++++ Lesetext
Sowohl die Bordellbetreiber als auch die in der Prostitution tätigen Frauen nutzen dies als Legitimation, sich nicht bei den Behörden zu melden.
Durch das in dem „Rotlichtmilieu“ übliche
Rotationsprinzip verlässt die Prostituierte in der Regel in diesem Drei-Monatszeitrum das Etablissement, um in einer anderen Stadt, ebenfalls unter Inanspruchnahme des Drei-Monatszeitraums, tätig zu werden. Der tatsächliche Aufenthalt wird verschleiert und ist für die Behörde nicht nachvollziehbar, weil weder melderechtliche, gewerberechtliche noch ausländerrechtliche Anmeldungen erfolgen.
Aus Sicht der betroffenen Prostituierten und Bordellbetreiber ist es von Vorteil, dass den Behörden die Existenz von Personen aus dem „Rotlichtmilieu“ nicht bekannt ist.
Werden gesetzliche Bestimmungen nicht eingehalten - melderechtliche Anmeldepflichten, die Beantragung der Freizügigkeitsbescheinigung oder Verpflichtungen gegenüber den Finanzbehörden - so wird nicht einmal der Verstoß festgestellt werden können, weil die Personen für die Behörden nicht existieren.
Für ausländische Frauen, die aus einem EU-Ostland hier unkontrolliert der Prostitution nachgehen, kann dies im schlimmsten Fall aber auch bedeuten, dass Menschenhändler mit der „Ware Frau“ ein leichtes Spiel haben. Verschwindet eine dieser Frauen, aus welchen Gründen auch immer, würde dies den deutschen Behörden nicht einmal auffallen, weil nicht bekannt ist, dass sie sich in Deutschland aufhalten.
++++++++
++++ Daten zur Übung
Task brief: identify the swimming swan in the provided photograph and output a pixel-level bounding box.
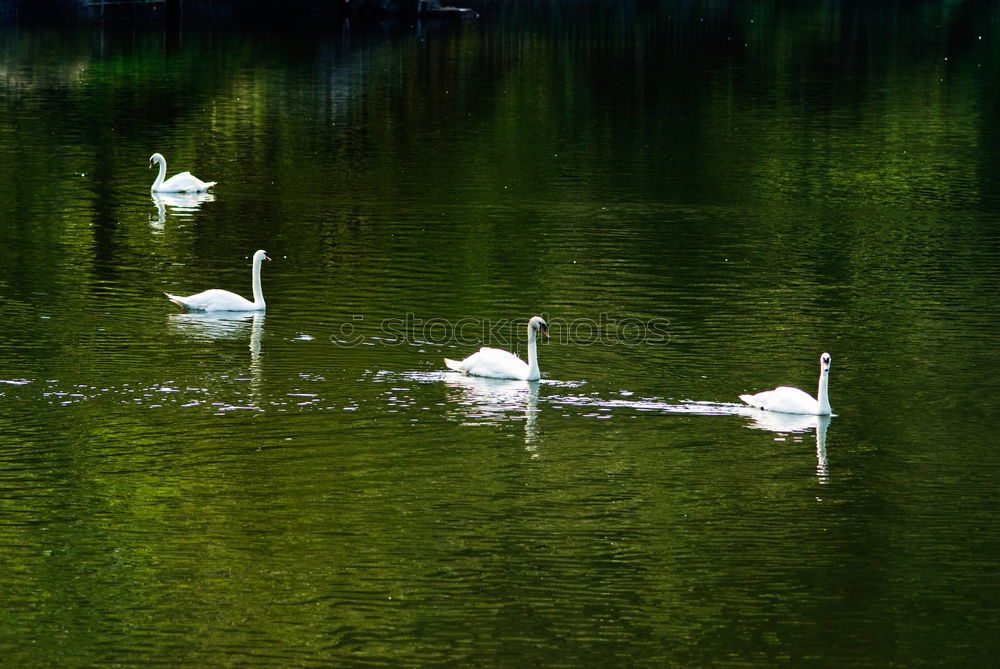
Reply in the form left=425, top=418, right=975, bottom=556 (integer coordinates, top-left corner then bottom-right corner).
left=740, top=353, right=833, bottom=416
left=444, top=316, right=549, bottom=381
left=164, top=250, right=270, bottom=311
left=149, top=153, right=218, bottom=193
++++++++
++++ Daten zur Übung
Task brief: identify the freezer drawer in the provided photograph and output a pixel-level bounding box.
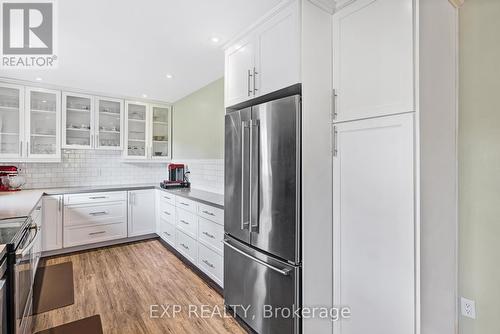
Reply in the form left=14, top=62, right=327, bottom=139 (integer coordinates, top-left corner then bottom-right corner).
++++++++
Arbeitsanweisungen —
1 – Schreiben Sie aus der Auflistung alles von der Zeile mit „Task brief: identify the swimming“ bis hinunter zur Zeile mit „left=149, top=153, right=218, bottom=193“ wörtlich ab, beide Zeilen eingeschlossen. Die Bilder lassen Sie dabei weg.
2 – Führen Sie den Lesetext über Prostitution und fehlende Meldungen bei den Behörden im Anschluss an seinen letzten Satz weiter.

Antworten in Reihenfolge —
1 –
Task brief: identify the swimming swan in the provided photograph and output a pixel-level bounding box.
Reply in the form left=425, top=418, right=975, bottom=556 (integer coordinates, top-left corner then bottom-right corner).
left=740, top=353, right=833, bottom=416
left=444, top=316, right=549, bottom=381
left=164, top=250, right=270, bottom=311
left=149, top=153, right=218, bottom=193

2 –
Das EU-Recht gewährt den EU-Bürgern Freizügigkeit. Aus diesem Grund haben die Ausländerbehörden keine gesetzlich abgedeckten Restriktionen für diesen Personenkreis. Würde hingegen aus gewerberechtlicher Hinsicht eine Verpflichtung zur Anmeldung der Prostitution bestehen, bedeutet dies für die Prostituierten sicherlich Pflichten. Es besteht aber auch der wesentliche Vorteil des Eigenschutzes, weil die Prostituierten durch die Registrierung bei bundesdeutschen Behörden, so auch der Ausländerbehörde, bekannt sind.
Die praktizierte Verschleierungstaktik, soeben erst eingereist zu sein, ist mit der Verpflichtung, das Gewerbe vor der Gewerbeausübung anzumelden, besser zu überwachen.
Aus:
Gewerberechtliche Regulierung von Prostitutionsstätten,
Runder Tisch „Prostitution“ der Stadt Marburg
Rathaus, 35035 Marburg
www.sexworker.at/phpBB2/viewtopic.php?p=54569#54569
Nachtrag:
Ausländerrechtliche Aspekte
Konferenz der Innenminister 2010 in Bremen
zu 2.
Soweit es sich bei Prostituierten um EU-Bürger/-innen handelt, besteht grundsätzlich Freizügigkeit.
Die
Freizügigkeit erstreckt sich auch auf Angehörige von EU-Bürgern/-innen, die selbst nicht Angehörige eines EU-Staates sind.
Freizügigkeitsberechtigt ist, wer sich z.B. als Arbeitnehmer oder zur Arbeitssuche hier aufhält oder zur Ausübung einer selbständigen Erwerbstätigkeit berechtigt ist (§ 2 FreizügG/EU).
Ob diese [Verwandschafts-]Voraussetzungen gegeben sind, wäre bei dem in Rede stehenden Personenkreis [Sexworker] im Einzelfall zu prüfen.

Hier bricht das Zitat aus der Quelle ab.